* _Data in this exercise_
-.-.-

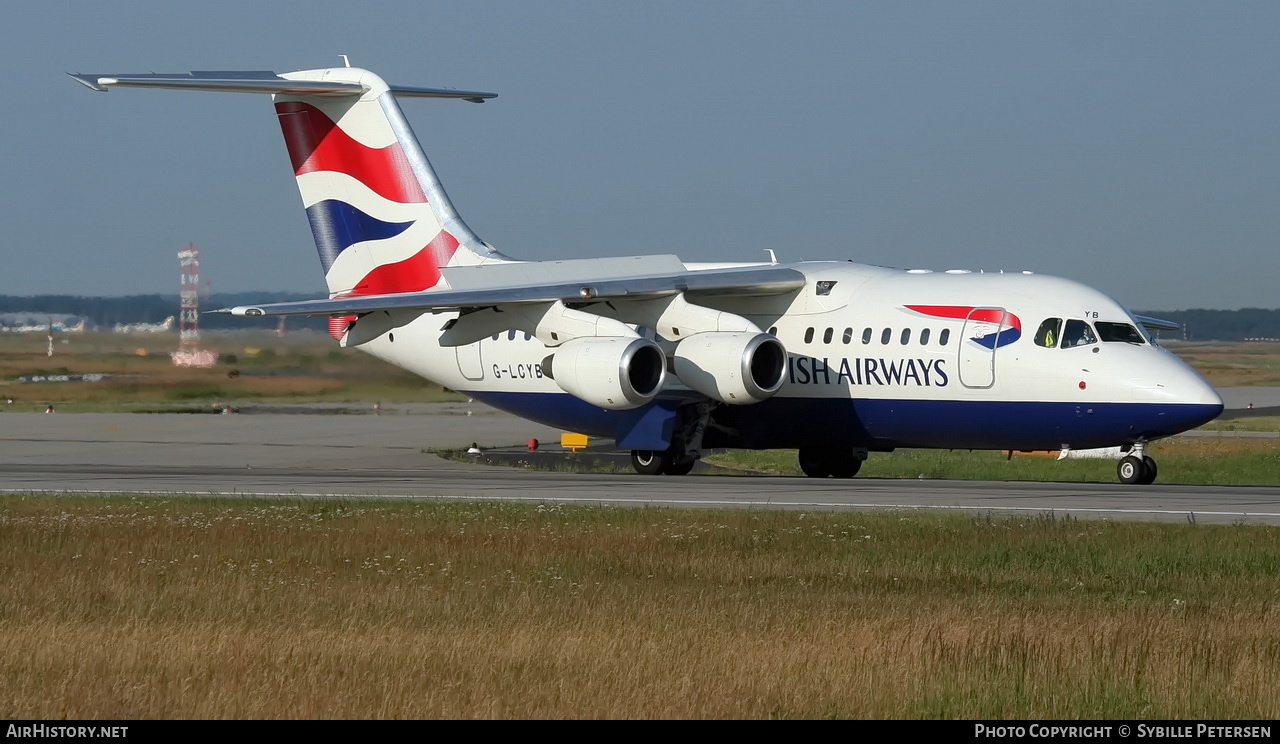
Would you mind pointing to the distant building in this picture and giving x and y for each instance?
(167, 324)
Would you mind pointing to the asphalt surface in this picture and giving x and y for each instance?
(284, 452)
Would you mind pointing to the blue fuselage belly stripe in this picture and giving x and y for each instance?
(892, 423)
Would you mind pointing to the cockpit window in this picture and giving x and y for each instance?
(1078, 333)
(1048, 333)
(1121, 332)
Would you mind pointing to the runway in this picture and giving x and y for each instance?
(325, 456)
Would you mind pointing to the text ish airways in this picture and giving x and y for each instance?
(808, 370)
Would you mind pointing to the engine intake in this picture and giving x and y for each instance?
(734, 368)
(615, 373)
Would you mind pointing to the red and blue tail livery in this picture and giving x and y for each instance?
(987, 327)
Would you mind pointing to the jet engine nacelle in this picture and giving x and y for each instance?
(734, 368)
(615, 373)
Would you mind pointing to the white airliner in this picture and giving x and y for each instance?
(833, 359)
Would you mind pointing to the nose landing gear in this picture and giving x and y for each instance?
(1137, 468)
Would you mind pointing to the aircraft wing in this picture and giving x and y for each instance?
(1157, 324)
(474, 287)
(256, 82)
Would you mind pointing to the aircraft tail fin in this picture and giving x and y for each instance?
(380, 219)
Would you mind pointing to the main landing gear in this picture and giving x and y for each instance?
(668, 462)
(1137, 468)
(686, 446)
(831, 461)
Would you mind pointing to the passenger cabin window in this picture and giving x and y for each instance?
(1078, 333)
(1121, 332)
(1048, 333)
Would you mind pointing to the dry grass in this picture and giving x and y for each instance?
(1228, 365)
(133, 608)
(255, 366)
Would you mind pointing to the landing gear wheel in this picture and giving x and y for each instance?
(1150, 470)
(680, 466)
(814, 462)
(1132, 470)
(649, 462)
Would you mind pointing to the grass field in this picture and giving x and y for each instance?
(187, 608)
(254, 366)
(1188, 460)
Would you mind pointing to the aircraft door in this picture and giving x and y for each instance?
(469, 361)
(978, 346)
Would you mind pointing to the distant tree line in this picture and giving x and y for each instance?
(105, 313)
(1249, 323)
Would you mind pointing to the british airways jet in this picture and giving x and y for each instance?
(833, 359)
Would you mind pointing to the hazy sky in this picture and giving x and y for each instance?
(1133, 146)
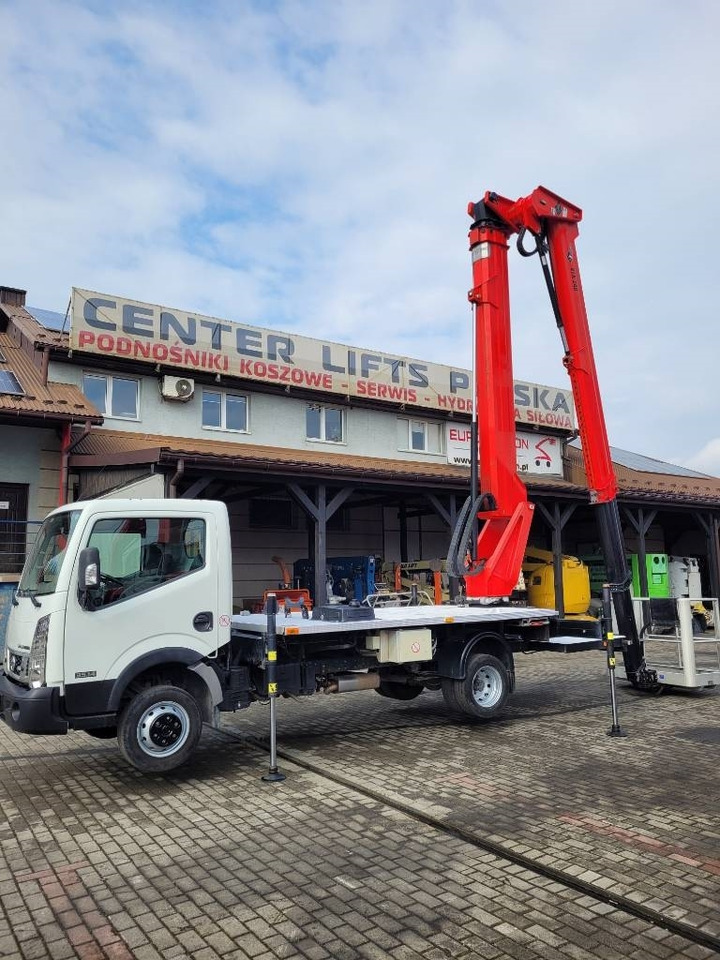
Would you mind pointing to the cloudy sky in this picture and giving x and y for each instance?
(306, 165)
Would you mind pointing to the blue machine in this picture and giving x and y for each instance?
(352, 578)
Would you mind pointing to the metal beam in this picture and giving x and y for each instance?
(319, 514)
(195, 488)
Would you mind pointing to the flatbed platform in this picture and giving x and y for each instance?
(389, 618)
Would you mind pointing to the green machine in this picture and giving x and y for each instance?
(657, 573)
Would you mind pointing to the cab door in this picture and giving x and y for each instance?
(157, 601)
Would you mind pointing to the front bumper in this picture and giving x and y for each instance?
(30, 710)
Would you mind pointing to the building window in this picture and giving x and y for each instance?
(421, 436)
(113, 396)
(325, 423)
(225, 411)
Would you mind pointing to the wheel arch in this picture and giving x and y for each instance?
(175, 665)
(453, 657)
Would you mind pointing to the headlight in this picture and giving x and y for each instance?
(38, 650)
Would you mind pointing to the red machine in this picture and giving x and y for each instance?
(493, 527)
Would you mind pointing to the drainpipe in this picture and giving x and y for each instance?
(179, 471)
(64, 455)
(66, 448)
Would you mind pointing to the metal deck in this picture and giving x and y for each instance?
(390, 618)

-.-.-

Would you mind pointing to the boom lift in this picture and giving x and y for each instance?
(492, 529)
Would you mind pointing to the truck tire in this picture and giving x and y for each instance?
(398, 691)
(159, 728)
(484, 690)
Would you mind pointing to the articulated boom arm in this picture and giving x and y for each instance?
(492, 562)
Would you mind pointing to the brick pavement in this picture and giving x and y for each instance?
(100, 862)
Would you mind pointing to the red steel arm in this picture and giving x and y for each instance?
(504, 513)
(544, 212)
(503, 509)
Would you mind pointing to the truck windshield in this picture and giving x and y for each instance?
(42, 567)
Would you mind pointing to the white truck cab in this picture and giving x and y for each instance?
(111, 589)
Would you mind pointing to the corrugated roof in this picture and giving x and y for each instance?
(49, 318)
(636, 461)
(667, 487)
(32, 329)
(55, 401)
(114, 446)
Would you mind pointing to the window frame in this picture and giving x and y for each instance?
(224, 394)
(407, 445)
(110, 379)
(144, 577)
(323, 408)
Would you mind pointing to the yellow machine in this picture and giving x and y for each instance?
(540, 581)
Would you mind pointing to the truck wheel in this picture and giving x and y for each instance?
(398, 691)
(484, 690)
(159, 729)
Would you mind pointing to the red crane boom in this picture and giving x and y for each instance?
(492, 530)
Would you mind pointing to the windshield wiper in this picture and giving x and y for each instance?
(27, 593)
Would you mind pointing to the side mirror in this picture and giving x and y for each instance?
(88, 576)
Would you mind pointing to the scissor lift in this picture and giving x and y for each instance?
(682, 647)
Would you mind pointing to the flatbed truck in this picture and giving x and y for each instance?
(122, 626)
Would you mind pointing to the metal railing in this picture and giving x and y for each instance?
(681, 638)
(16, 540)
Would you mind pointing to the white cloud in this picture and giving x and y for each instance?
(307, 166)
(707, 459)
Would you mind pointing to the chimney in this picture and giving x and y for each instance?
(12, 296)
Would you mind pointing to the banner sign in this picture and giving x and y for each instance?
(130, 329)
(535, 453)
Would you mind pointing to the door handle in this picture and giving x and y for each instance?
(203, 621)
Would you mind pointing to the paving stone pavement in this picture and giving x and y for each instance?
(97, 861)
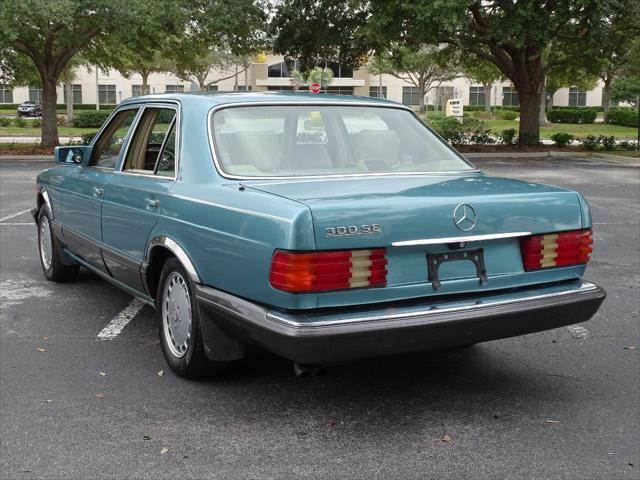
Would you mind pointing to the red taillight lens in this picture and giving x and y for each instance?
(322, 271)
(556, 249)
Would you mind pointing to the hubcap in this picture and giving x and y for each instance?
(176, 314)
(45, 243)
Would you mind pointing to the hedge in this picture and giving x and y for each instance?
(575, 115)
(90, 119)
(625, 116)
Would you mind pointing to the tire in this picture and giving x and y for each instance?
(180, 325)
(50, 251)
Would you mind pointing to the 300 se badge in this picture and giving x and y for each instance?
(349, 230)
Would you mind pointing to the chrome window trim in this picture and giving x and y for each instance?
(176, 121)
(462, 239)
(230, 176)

-.-.-

* _Work to be completed_
Rewrite everything from the line containing "Would you mind pointing to the landing" down to the line containing "(1188, 460)", putting "grassy area" in place of "grass field" and keeping every other part the same.

* _Answer below_
Would you mind pointing to the landing gear wheel in this picture and giving x and y for each instance?
(1150, 470)
(680, 466)
(814, 462)
(1132, 470)
(649, 462)
Would you mind pointing to the grassy area in this picture and giving x and y for each instance?
(187, 608)
(254, 366)
(1188, 460)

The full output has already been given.